# [Stated task]
Please rewrite the records from the line that has "This trail-cam photo was taken at dusk. Identify asphalt" through the line that has "[282,100,392,204]", replacing "dusk" with "dawn" and leaving everything else unchanged.

(Annotated coordinate records)

■ ■ ■ ■

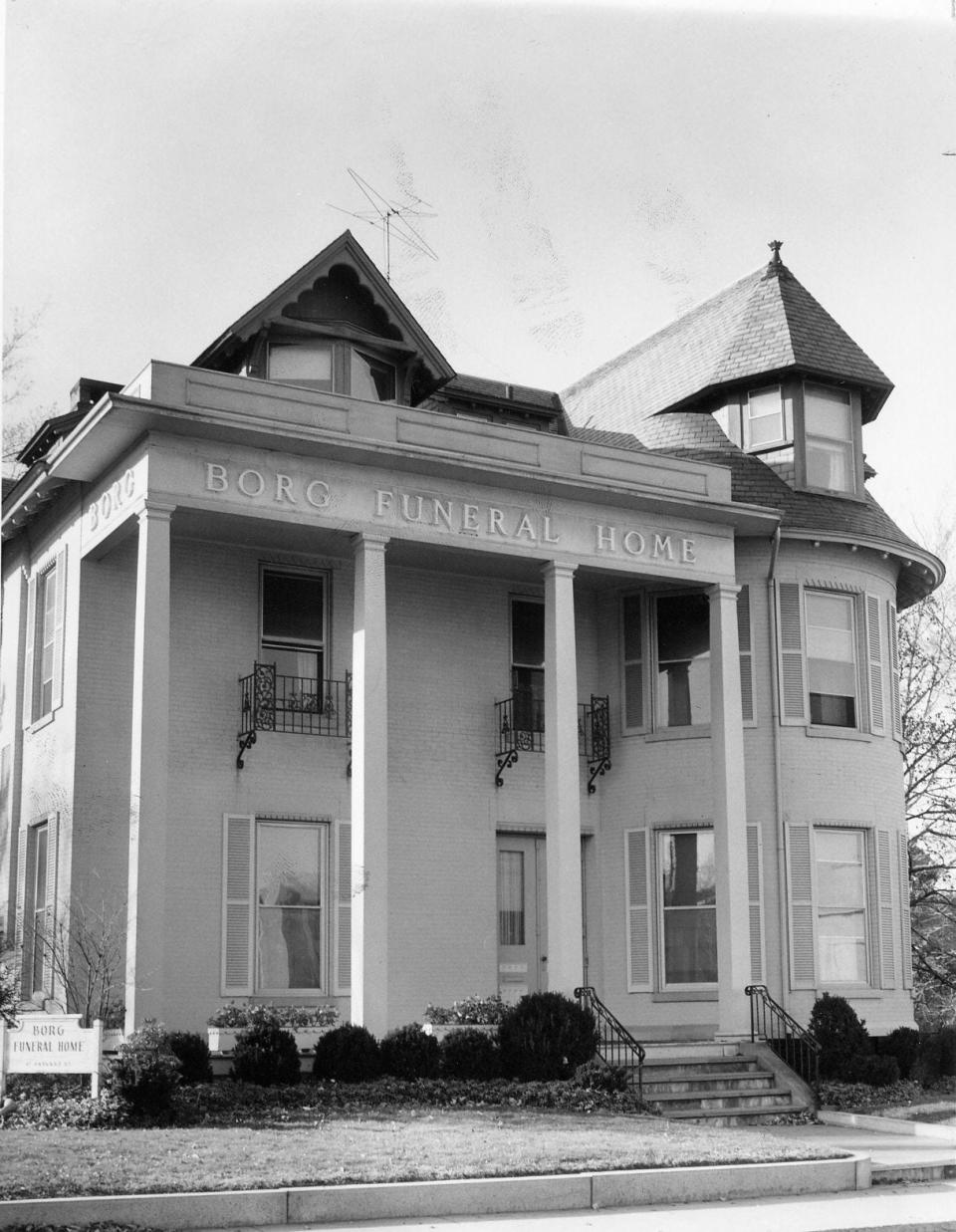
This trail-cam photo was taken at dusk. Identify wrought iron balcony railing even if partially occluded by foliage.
[235,663,353,770]
[494,688,611,796]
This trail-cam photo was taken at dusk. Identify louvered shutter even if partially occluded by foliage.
[43,816,59,997]
[876,831,897,988]
[897,834,913,988]
[786,825,817,989]
[24,574,37,727]
[885,604,903,740]
[334,822,353,997]
[624,830,650,993]
[222,813,255,997]
[737,587,754,723]
[866,595,885,735]
[778,582,807,723]
[51,547,67,710]
[747,822,764,984]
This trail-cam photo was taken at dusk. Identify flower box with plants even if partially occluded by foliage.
[422,993,508,1040]
[206,1002,339,1052]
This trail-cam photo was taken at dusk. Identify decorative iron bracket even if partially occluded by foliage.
[494,749,518,787]
[235,732,255,770]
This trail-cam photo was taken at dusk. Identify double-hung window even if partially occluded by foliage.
[222,815,352,997]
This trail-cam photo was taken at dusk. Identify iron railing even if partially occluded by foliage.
[744,984,821,1092]
[235,663,353,770]
[494,688,611,796]
[574,984,644,1099]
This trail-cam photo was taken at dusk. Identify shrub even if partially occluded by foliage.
[438,1026,502,1080]
[382,1023,438,1078]
[498,993,598,1082]
[873,1026,919,1078]
[843,1052,899,1087]
[312,1023,382,1082]
[810,993,872,1078]
[229,1023,301,1087]
[168,1031,212,1085]
[915,1026,956,1087]
[106,1019,180,1119]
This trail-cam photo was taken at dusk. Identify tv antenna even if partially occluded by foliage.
[328,167,438,282]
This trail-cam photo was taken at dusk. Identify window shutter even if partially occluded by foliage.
[334,822,353,997]
[624,830,650,993]
[897,834,913,988]
[786,825,817,989]
[24,574,37,727]
[885,604,903,740]
[876,831,895,988]
[747,822,764,984]
[222,813,255,997]
[52,547,67,710]
[778,582,807,723]
[43,815,59,997]
[866,595,885,735]
[737,587,754,723]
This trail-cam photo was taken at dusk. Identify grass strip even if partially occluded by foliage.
[0,1109,840,1199]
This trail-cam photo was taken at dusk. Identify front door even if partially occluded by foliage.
[498,834,549,1005]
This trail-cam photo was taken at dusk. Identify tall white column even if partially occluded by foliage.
[544,561,584,995]
[125,501,173,1033]
[708,584,750,1038]
[352,535,394,1036]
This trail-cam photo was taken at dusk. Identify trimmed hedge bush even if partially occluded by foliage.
[168,1031,212,1086]
[380,1023,438,1078]
[810,993,872,1080]
[312,1023,382,1082]
[229,1023,302,1087]
[438,1026,502,1081]
[498,993,598,1082]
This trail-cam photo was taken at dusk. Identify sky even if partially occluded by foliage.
[2,0,956,541]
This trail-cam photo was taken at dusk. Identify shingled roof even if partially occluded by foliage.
[562,251,893,433]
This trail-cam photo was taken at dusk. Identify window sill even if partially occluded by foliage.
[804,727,873,744]
[650,988,717,1002]
[644,723,711,744]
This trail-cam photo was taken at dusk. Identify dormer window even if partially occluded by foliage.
[804,384,856,495]
[269,339,398,401]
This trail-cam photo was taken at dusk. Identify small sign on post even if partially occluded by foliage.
[0,1014,104,1099]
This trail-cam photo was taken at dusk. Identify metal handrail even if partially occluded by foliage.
[574,984,644,1101]
[744,984,821,1092]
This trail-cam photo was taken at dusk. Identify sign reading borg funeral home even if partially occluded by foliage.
[203,461,719,572]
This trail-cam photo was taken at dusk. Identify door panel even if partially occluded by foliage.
[498,834,547,1004]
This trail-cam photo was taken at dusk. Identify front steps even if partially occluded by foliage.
[643,1041,812,1126]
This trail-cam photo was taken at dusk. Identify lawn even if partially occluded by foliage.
[0,1109,838,1199]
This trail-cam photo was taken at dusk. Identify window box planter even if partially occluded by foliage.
[206,1026,333,1052]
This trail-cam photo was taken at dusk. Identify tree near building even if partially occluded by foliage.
[898,529,956,1023]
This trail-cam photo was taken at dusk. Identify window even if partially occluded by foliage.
[260,568,327,692]
[24,550,67,724]
[223,815,352,995]
[815,828,868,984]
[511,599,545,732]
[655,594,711,727]
[806,591,856,727]
[743,385,794,451]
[658,831,717,987]
[269,339,396,401]
[804,384,856,494]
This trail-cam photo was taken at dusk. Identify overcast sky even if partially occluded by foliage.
[4,0,956,544]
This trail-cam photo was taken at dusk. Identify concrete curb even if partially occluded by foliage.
[0,1153,871,1228]
[817,1108,956,1143]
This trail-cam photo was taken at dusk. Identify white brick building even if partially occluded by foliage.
[0,233,942,1040]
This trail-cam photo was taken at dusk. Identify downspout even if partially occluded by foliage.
[764,525,790,1009]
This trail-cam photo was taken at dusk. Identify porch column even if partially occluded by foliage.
[544,561,584,997]
[708,584,750,1038]
[350,535,389,1038]
[125,501,175,1033]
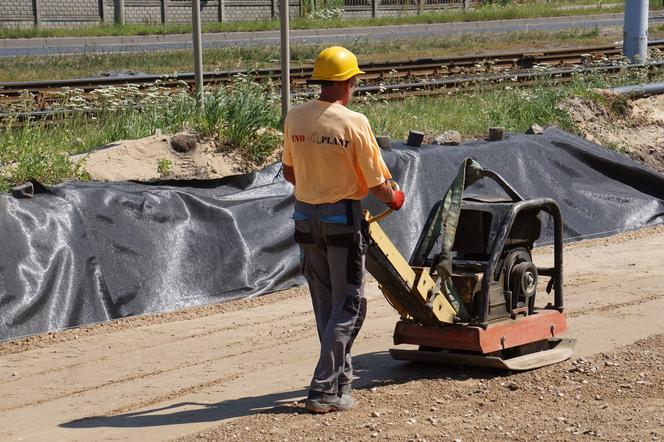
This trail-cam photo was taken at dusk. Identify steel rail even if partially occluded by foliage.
[0,40,664,104]
[5,61,664,127]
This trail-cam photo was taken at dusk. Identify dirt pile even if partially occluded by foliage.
[563,94,664,172]
[181,335,664,442]
[71,134,280,182]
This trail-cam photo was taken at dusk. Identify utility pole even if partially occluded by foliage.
[623,0,649,63]
[113,0,124,25]
[191,0,204,110]
[279,0,290,125]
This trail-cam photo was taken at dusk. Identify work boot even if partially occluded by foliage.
[304,390,355,413]
[339,384,355,408]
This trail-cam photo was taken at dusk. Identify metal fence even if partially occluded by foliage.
[0,0,481,27]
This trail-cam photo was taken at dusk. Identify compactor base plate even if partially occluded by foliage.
[390,338,576,371]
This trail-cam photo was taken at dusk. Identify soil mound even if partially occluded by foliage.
[564,94,664,173]
[71,134,280,182]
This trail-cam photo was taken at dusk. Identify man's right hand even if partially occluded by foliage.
[386,190,406,210]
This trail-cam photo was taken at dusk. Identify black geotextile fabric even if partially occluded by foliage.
[0,129,664,340]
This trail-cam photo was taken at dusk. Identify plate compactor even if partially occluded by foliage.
[365,158,575,371]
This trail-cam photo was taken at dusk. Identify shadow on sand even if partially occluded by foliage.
[60,352,501,428]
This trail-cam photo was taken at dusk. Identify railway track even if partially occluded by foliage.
[0,40,664,120]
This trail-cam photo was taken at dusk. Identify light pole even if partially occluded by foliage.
[279,0,290,125]
[623,0,648,63]
[191,0,204,110]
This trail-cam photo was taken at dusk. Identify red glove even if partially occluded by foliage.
[386,190,406,210]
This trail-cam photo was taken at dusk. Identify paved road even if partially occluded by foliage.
[0,12,664,57]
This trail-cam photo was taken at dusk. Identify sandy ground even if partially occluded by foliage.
[0,226,664,441]
[565,94,664,172]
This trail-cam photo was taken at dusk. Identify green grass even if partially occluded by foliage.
[351,64,664,140]
[0,77,279,191]
[10,25,664,82]
[0,0,662,38]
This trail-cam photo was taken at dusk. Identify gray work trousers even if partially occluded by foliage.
[293,200,367,394]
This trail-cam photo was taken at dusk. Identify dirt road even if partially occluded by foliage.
[0,226,664,441]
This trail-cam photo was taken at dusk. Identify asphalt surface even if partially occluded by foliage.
[0,12,664,57]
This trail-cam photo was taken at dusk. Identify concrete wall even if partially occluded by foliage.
[0,0,479,26]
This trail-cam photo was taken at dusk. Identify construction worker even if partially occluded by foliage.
[282,46,405,413]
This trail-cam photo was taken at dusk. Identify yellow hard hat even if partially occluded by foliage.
[311,46,364,81]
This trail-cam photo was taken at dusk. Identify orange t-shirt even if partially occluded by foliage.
[282,100,392,204]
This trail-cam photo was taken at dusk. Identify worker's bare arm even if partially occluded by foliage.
[283,164,295,186]
[369,180,394,203]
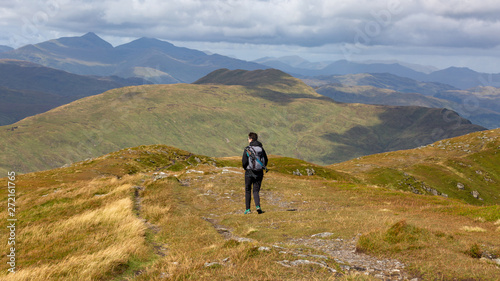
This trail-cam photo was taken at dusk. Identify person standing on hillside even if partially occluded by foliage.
[241,132,267,214]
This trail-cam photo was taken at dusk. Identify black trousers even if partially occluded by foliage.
[245,170,264,210]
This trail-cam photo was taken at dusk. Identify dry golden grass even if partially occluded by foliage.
[0,145,500,280]
[461,226,486,232]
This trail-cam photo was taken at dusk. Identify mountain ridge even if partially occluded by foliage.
[0,70,484,172]
[0,59,145,125]
[0,32,268,84]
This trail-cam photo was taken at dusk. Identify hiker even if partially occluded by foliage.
[241,132,267,214]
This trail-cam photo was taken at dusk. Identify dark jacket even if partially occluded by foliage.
[241,141,267,170]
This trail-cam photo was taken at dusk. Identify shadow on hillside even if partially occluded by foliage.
[321,106,485,163]
[253,88,336,106]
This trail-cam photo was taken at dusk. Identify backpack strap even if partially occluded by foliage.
[245,146,268,173]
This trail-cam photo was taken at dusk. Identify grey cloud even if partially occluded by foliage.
[0,0,500,48]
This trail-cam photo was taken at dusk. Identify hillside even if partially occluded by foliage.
[303,73,458,96]
[0,32,267,84]
[0,70,484,172]
[316,80,500,129]
[0,59,145,125]
[330,129,500,205]
[255,57,500,88]
[0,143,500,281]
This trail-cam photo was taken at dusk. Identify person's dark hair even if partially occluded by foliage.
[248,132,259,141]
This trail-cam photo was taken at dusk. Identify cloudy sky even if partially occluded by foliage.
[0,0,500,73]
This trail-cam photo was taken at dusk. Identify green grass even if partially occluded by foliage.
[0,145,500,280]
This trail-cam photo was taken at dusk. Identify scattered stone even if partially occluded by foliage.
[153,172,168,181]
[311,232,333,238]
[186,170,205,174]
[160,272,171,279]
[306,168,316,176]
[222,168,243,174]
[205,261,222,267]
[231,237,254,243]
[277,260,337,273]
[471,190,479,199]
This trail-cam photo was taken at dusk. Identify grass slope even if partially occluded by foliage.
[316,84,500,129]
[0,59,146,125]
[331,129,500,205]
[0,145,500,281]
[0,70,483,172]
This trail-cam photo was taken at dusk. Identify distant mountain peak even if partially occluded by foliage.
[48,32,113,49]
[193,68,294,86]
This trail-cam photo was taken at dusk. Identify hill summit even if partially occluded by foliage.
[0,67,484,172]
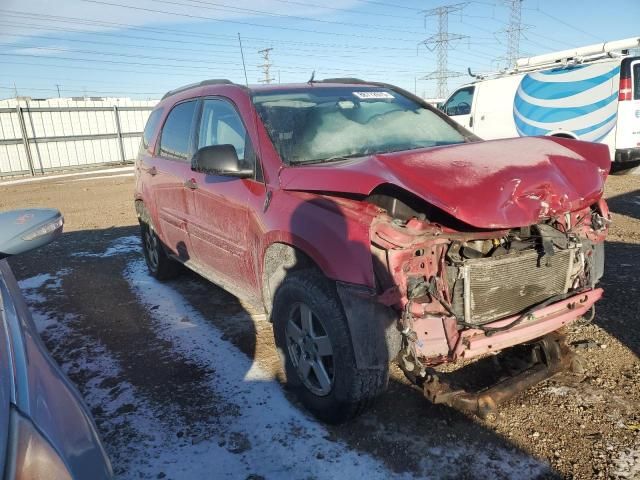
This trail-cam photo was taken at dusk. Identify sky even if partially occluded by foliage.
[0,0,640,99]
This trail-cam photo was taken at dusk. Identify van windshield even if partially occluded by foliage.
[253,86,465,164]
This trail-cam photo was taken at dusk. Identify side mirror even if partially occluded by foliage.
[0,208,64,259]
[191,145,253,178]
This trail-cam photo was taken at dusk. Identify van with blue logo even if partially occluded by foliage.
[442,38,640,172]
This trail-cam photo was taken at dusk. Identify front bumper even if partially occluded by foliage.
[453,288,602,361]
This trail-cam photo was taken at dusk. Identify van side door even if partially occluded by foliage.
[442,85,475,132]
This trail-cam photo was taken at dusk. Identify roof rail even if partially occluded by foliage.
[161,78,235,100]
[316,77,371,83]
[516,37,640,70]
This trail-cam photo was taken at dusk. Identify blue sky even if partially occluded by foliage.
[0,0,640,99]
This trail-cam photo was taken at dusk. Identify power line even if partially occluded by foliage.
[504,0,523,68]
[422,3,467,98]
[258,48,275,83]
[0,10,424,50]
[268,0,415,20]
[80,0,420,42]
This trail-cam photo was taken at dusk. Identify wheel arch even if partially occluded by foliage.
[261,240,320,314]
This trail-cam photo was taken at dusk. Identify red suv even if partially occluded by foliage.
[135,79,610,422]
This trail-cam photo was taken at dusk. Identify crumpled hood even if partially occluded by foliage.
[280,137,611,229]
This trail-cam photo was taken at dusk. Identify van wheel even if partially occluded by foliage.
[140,223,181,280]
[271,270,387,423]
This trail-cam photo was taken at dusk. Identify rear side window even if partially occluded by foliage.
[444,87,474,117]
[140,108,162,150]
[160,100,197,160]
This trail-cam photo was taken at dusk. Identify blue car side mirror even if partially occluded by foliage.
[0,208,64,259]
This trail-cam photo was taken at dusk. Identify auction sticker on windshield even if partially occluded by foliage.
[353,92,394,100]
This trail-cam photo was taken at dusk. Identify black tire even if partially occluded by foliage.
[140,222,182,280]
[272,270,388,423]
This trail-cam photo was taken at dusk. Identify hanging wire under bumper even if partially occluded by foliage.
[423,332,575,418]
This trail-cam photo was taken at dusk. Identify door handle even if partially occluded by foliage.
[184,178,198,190]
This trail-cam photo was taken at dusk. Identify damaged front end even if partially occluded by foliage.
[368,195,610,415]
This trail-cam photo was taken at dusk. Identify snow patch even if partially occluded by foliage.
[125,260,409,479]
[613,440,640,479]
[125,260,549,479]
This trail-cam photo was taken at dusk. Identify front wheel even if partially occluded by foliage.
[140,223,180,280]
[272,270,388,423]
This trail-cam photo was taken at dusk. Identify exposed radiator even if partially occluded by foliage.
[456,249,576,325]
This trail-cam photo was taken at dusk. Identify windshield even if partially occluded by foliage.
[253,86,465,164]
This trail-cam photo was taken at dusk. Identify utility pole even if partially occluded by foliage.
[238,32,249,87]
[421,3,467,98]
[504,0,523,68]
[258,48,275,83]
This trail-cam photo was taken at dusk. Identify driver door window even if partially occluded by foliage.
[443,87,474,117]
[198,100,255,168]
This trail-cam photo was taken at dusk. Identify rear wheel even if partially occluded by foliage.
[140,223,181,280]
[272,270,387,423]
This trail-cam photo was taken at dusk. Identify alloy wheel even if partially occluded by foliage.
[286,303,335,396]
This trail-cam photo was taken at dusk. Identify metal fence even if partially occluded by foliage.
[0,104,153,177]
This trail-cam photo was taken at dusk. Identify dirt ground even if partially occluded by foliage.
[0,171,640,479]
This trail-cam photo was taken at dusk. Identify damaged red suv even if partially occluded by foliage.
[135,79,610,422]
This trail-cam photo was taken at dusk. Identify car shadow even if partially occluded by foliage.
[594,189,640,357]
[594,240,640,357]
[11,218,560,478]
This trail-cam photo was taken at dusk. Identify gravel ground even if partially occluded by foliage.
[0,171,640,478]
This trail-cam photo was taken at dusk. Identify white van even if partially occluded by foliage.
[442,38,640,171]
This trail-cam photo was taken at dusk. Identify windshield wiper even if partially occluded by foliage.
[295,153,365,165]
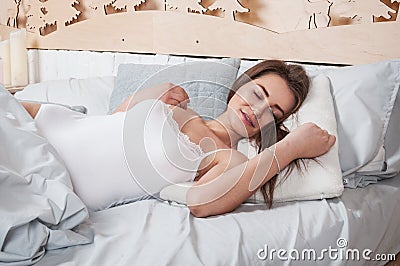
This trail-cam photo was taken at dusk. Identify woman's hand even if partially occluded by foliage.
[160,83,190,109]
[133,82,189,109]
[113,82,190,114]
[284,123,336,158]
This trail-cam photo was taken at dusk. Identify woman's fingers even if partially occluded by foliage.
[162,86,190,109]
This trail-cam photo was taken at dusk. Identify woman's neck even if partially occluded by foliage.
[205,113,242,149]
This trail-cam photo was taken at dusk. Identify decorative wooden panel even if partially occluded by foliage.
[0,0,400,64]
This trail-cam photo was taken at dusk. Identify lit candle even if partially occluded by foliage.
[0,40,11,86]
[10,29,28,87]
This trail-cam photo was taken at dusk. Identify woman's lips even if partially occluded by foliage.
[240,111,255,128]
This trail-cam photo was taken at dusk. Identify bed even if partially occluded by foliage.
[0,1,400,265]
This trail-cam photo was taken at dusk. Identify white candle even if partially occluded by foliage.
[0,58,4,85]
[10,29,28,87]
[0,40,11,86]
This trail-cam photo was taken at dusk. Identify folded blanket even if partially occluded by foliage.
[0,85,93,265]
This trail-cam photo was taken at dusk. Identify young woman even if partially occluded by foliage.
[23,60,335,217]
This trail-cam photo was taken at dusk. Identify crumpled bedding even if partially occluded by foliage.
[0,86,93,265]
[37,176,400,266]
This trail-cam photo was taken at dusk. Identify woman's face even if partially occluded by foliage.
[227,73,295,138]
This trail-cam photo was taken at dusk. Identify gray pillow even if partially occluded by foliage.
[109,58,240,119]
[325,60,400,187]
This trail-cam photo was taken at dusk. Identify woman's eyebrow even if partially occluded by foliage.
[257,84,285,115]
[257,84,269,97]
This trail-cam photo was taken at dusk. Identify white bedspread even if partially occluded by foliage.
[0,85,92,265]
[39,176,400,265]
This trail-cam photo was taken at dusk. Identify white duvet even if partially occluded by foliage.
[0,86,93,265]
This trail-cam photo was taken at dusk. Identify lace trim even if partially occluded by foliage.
[162,103,204,158]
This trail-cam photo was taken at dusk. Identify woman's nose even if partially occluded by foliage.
[252,101,271,118]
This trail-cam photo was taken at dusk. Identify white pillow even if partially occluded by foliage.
[160,75,344,204]
[15,76,115,115]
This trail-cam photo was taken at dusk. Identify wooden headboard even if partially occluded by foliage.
[0,0,400,64]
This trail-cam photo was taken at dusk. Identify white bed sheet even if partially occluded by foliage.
[38,176,400,265]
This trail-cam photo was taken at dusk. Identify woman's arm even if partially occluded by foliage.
[186,124,335,217]
[113,82,189,114]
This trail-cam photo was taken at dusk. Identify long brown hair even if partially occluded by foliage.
[227,60,310,208]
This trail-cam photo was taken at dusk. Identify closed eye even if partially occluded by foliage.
[254,91,263,100]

■ ■ ■ ■

# [Complete output]
This trail-cam photo was taken at dawn. Identify asphalt surface even if partially occluded by foliage.
[0,12,664,57]
This trail-cam photo was taken at dawn. Identify concrete wall even if partially occluded by foliage.
[0,0,479,26]
This trail-cam photo was taken at dawn. Identify construction worker even if partially occluded by foliage.
[282,46,405,413]
This trail-cam photo was taken at dawn. Identify yellow hard hat even if partially occluded by foliage.
[311,46,364,81]
This trail-cam photo was taken at dawn. Identify orange t-shirt even if partially occluded by foliage.
[282,100,392,204]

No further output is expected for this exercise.